Post modern schooling was now to focus on “pleasure cultivation”, much like saying in an Old Testament way, “Worship Baal, my children.” Other attitudes and skills must be cultivated which are easier to use in a non-work related format of life. “Dumb down”, eat, drink and be merry, let the government guide you. (As I have said before in other posts, a colony of artists cannot survive on its own, but is reliant on the surrounding practical production of society's infrastructure.)

This is where the socialization of the classroom now happened, and the slide of school performance seen in “Waiting on Superman” began. No longer was it about mental development or character development, for the existentialists had rendered those terms meaningless. School was one big lab, one big social lab, for an unseen government experiment.

Not coincidentally, in the 1960’s, as the tide of cancer known as existential philosophy, Keynesian economics, Freudian psychology, Atheistic Dewey-an education and Darwinian evolution took their hold, and the Bible was slowly shown the door in America’s homes and schools, there was a tremendous rise in school violence and general school chaos. (Thank you, Soren.) This added to the transformation of America’s schools and also its compliance and reliance on government intervention. Discipline now became a derivative of the court system. Due process was now the way to deal with kids. Teachers were stripped (seemingly from necessity) of any way to keep kids controlled in the classroom due to the requirements of due process and its slow march toward the hell that is called a trial. Mischievous kids are everywhere, and they act up. There is no way to deal with them over a series of months while following government procedure and still receive the results that a classroom of kids requires.

With teacher’s hands tied, bad kids influenced the rest of the crowd and promoted a kind of "insolent coo" within the classrooms of America. Now, each time there was a campus calamity, this received press and proved the need for the design and control of “experts”. What happened to the kids of “Flipped”? Where have you gone Richie Cunningham? Time for the emergency measures of special education and the over prescribing of Ritalin.

Teachers were now instructed to deal with bad behavior as social psychologists or therapists, who would take practical action in the classroom. Curriculum had been re-defined, as existentialism is want to do, so now teaching too, was re-defined.

The last of the “new gospel” texts, Benjamin Bloom’s Taxonomy of Educational Objectives, is in his own words: "a tool to classify the ways individuals are to act, think, or feel as a result of some instruction." George Orwell would have been proud... or maybe chagrined. Using popular psychology, kids were now taught proper thoughts, feelings and actions, and to have improper attitudes (as defined by the state) “re-mediated” which they brought from home. For instance, believe Darwin, not Holy Scripture.

Testing was now also a way to measure a child’s mental state on an official rating scale. Such paradigms as “mastery learning”, “outcome based education” and “school to work” government business collaborations grew from a need to classify individuals for the convenience of social managers and business. Data was provided by these tests for the desire to control the minds and movements of the young.

It was Social engineering of the next adult generation.
# # # #
**Activities**.
**1)** Translate this sentence from the essay on American schooling into Spanish: "Due process was now the way to deal with kids."
**2)** Quote the essay on American schooling word for word, starting with "Teachers were now" and going on through "too, was re-defined.".
The material has no part in this work.

**Stored dataset items**.
# # # #
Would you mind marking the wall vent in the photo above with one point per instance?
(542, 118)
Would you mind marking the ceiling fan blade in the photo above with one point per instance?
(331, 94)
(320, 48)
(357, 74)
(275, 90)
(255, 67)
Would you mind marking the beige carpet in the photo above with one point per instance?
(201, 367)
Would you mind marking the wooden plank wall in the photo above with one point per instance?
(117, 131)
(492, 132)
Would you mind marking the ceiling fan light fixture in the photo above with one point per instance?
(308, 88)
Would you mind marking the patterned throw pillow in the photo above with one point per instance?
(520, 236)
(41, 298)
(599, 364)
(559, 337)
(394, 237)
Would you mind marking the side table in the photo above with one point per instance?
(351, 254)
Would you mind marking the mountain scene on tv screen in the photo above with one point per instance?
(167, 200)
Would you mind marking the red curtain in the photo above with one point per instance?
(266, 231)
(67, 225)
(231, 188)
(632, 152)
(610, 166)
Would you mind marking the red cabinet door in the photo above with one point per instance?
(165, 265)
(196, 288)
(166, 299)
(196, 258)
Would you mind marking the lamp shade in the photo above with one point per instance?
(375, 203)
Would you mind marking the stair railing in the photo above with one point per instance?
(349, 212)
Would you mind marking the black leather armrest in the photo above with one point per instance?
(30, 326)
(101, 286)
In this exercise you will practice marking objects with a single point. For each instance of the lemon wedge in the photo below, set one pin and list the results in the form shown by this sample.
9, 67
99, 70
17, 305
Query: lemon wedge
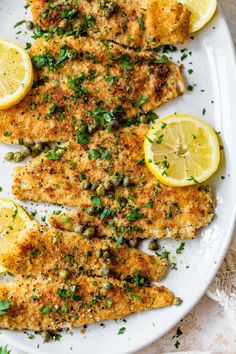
16, 74
181, 150
13, 219
201, 12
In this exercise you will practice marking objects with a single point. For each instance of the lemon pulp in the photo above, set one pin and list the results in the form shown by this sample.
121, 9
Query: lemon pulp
181, 150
# # # #
**Answers by task**.
**1)** El debido proceso era ahora la manera de tratar a los niños.

**2)**
Teachers were now instructed to deal with bad behavior as social psychologists or therapists, who would take practical action in the classroom. Curriculum had been re-defined, as existentialism is want to do, so now teaching too, was re-defined.